*** PROVIDED RECORDS ***
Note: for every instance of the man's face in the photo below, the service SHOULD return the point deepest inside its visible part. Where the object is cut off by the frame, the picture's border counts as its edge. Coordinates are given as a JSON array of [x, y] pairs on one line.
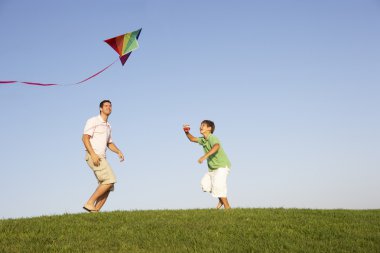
[[204, 128], [107, 108]]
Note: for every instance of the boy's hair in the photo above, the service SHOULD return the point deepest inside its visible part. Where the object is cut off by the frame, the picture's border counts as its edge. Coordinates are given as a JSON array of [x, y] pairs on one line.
[[104, 101], [209, 123]]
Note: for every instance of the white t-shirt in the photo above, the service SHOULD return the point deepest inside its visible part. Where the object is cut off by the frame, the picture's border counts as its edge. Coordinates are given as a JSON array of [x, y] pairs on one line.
[[100, 132]]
*** End of PROVIDED RECORDS ***
What's needed here is an exact repeat of all the records above, pictures excluded.

[FINISHED TASK]:
Note: for every instance of the man's face in the photo below, the service SHOULD return the point deepest inside its visible part. Where the object is cut off by the frame, the picture's border counts as its edge. Coordinates are given as a JSON array of [x, y] pairs on one line.
[[204, 128], [107, 108]]
Note: for every instance of the boy's hair in the photo above, the service SHOULD return the point deepest inside its visible part. Where the object is cut off by the frame, the picture's border counts as its edge. Coordinates are given as a JSON array of [x, y] pairs on one line.
[[104, 101], [209, 123]]
Note: for every instance of the white t-shirt in the photo above, the service SHOULD return the point deepest inside its visible part. Where the object is cut off by the frame, the picture's border counts as its edge. Coordinates are given as a JSON array of [x, y] pairs on one line.
[[100, 132]]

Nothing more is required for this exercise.